I mentioned errors that you do not want. Let’s see an example for such. Modify the savePost function so that some of the fields are in wrong order.

-- WRONG
savePost ::  String -> String -> String -> Database -> IO ()
savePost author title content db = insert db P.posts $
      P.xid << _default
    # P.title <<- title
    # P.author <<- author
    # P.content <<- content

The error you would get for it, is something horrible:

Main.hs:31:36:
    Couldn't match type `P.Author' with `P.Title'
    When using functional dependencies to combine
      Database.HaskellDB.Query.InsertRec
        (Database.HaskellDB.HDBRec.RecCons f (e a) r)
        (Database.HaskellDB.HDBRec.RecCons f (Expr a) er),
        arising from the dependency `r -> er'
        in the instance declaration at <no location info>
      Database.HaskellDB.Query.InsertRec
        (Database.HaskellDB.HDBRec.RecCons
           P.Author
           (Expr String)
           (Database.HaskellDB.HDBRec.RecCons
              P.Content (Expr String) Database.HaskellDB.HDBRec.RecNil))
        (Database.HaskellDB.HDBRec.RecCons
           P.Title
           (Expr String)
           (Database.HaskellDB.HDBRec.RecCons
              P.Content (Expr String) Database.HaskellDB.HDBRec.RecNil)),
        arising from a use of `insert' at Main.hs:31:36-41
    In the expression: insert db P.posts
    In the expression:
        insert db P.posts
      $     P.xid << _default
        #     P.title <<- title
          #     P.author <<- author # P.content <<- content

Main.hs:31:36:
    Couldn't match type `P.Title' with `P.Author'
    When using functional dependencies to combine
      Database.HaskellDB.Query.InsertRec
        (Database.HaskellDB.HDBRec.RecCons f (e a) r)
        (Database.HaskellDB.HDBRec.RecCons f (Expr a) er),
        arising from the dependency `r -> er'
        in the instance declaration at <no location info>
      Database.HaskellDB.Query.InsertRec
        (Database.HaskellDB.HDBRec.RecCons
           P.Title
           (Expr String)
           (Database.HaskellDB.HDBRec.RecCons
              P.Author
              (Expr String)
              (Database.HaskellDB.HDBRec.RecCons
                 P.Content (Expr String) Database.HaskellDB.HDBRec.RecNil)))
        (Database.HaskellDB.HDBRec.RecCons
           P.Author
           (Expr String)
           (Database.HaskellDB.HDBRec.RecCons
              P.Title
              (Expr String)
              (Database.HaskellDB.HDBRec.RecCons
                 P.Content (Expr String) Database.HaskellDB.HDBRec.RecNil))),
        arising from a use of `insert' at Main.hs:31:36-41
    In the expression: insert db P.posts
    In the expression:
        insert db P.posts
      $     P.xid << _default
        #     P.title <<- title
          #     P.author <<- author # P.content <<- content

How about a query that selects something from database. Query that gets top n posts and formats it nicely. When doing the assignment, we noticed that this was a recurring pattern; make a query, map over it and select fields from the record. If you don’t map over the result after the query, the return type will be a list of records.

fquery f = fmap (map f)

getTopNPosts ::  Int -> Database -> IO [String]
getTopNPosts n db = fquery (\r -> r!P.title) $
  query db $ do
    posts <- table P.posts
    top n
    project $ copyAll posts

### Set tasks
1 – According to the HaskellDB excerpt, what is the return type if you do not map over the result after the query?
2 – Say whether each statement agrees with the HaskellDB excerpt, and quote the words that decide it. (a) The error produced by the wrongly ordered savePost is described as something horrible. (b) Making a query, mapping over it, and selecting fields was noticed only once. (c) The first error reported says it couldn't match type P.Author with P.Content.
3 – Write out a passage of the HaskellDB excerpt word for word. Begin at the words "I mentioned errors" and stop after the words "Database -> IO ()".
The lines placed after this note play no part here.

### Record extracts
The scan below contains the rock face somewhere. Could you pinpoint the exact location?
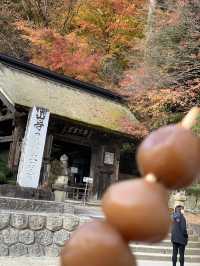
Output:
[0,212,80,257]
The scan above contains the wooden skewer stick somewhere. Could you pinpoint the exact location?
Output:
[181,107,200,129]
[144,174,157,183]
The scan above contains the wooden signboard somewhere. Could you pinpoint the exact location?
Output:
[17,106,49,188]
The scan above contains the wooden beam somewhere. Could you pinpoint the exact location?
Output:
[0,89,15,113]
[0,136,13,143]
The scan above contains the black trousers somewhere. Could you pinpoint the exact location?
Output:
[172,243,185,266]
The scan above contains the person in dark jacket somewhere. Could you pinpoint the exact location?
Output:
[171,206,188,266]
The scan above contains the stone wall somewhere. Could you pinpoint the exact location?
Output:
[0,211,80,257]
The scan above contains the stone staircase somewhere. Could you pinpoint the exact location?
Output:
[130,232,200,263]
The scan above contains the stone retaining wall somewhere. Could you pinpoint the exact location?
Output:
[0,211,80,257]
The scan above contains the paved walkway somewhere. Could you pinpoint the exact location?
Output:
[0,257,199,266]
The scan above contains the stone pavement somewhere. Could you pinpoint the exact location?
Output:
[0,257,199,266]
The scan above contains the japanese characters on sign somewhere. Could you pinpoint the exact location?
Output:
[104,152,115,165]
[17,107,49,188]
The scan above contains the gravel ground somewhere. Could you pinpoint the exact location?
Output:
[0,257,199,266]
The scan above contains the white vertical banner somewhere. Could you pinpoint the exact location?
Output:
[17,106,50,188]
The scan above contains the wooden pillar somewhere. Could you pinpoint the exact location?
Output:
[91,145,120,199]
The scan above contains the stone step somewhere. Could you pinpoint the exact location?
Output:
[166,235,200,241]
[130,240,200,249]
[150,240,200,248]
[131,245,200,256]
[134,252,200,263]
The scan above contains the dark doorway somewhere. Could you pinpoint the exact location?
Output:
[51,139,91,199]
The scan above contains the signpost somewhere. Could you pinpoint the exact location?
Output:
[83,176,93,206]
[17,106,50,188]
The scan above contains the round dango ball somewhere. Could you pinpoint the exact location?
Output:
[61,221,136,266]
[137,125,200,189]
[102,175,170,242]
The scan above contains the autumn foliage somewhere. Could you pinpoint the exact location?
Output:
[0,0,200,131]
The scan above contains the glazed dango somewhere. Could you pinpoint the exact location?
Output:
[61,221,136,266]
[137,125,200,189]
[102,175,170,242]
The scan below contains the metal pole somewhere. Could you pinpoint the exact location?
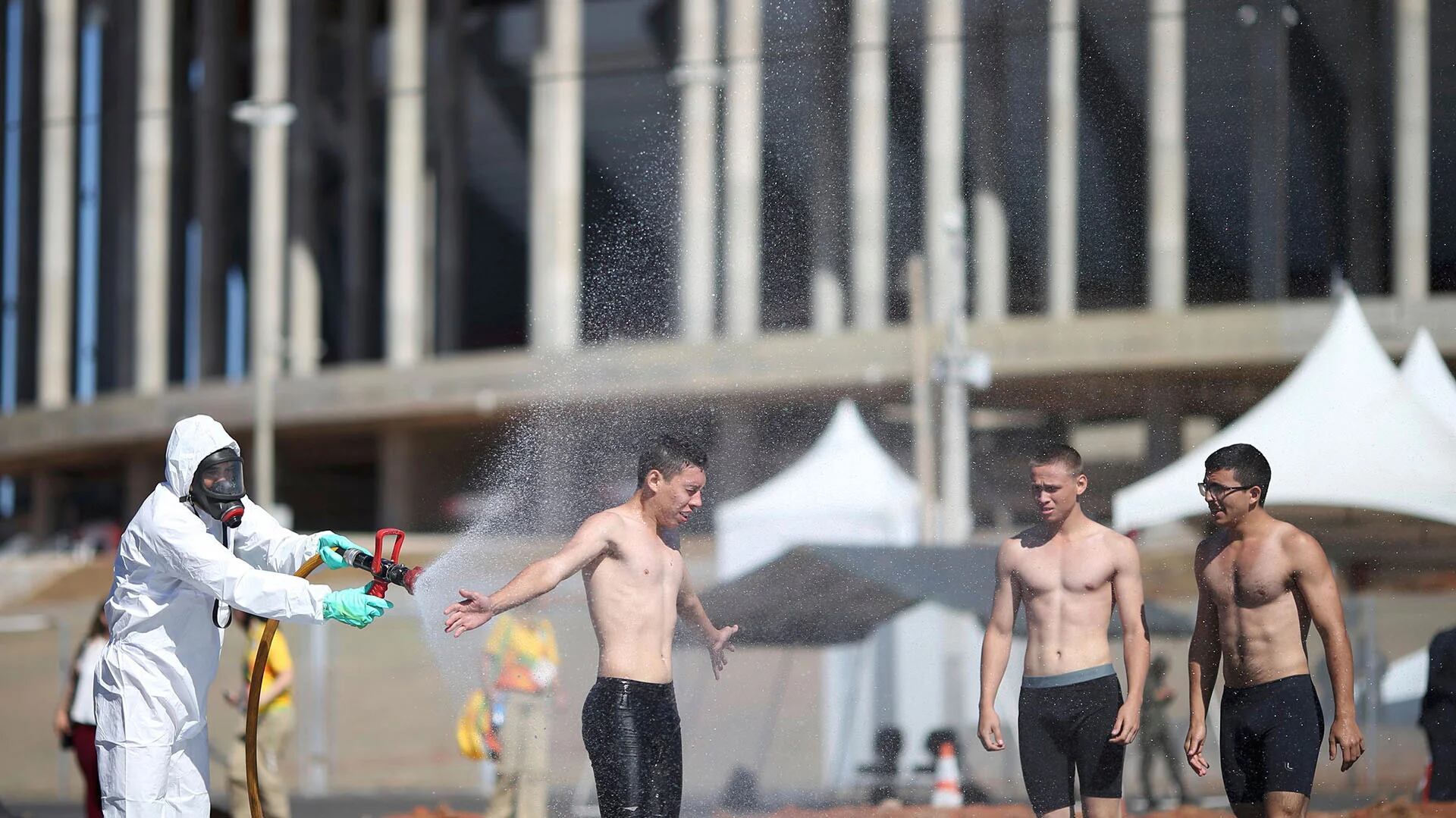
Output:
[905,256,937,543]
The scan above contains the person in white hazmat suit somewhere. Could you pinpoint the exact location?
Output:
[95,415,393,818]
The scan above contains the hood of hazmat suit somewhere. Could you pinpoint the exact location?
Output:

### Expected answers
1 – A list of records.

2 –
(a) Yes: "The error you would get for it, is something horrible"
(b) No: "we noticed that this was a recurring pattern"
(c) No: "Couldn't match type `P.Author' with `P.Title'"

3 –
I mentioned errors that you do not want. Let’s see an example for such. Modify the savePost function so that some of the fields are in wrong order.

-- WRONG
savePost ::  String -> String -> String -> Database -> IO ()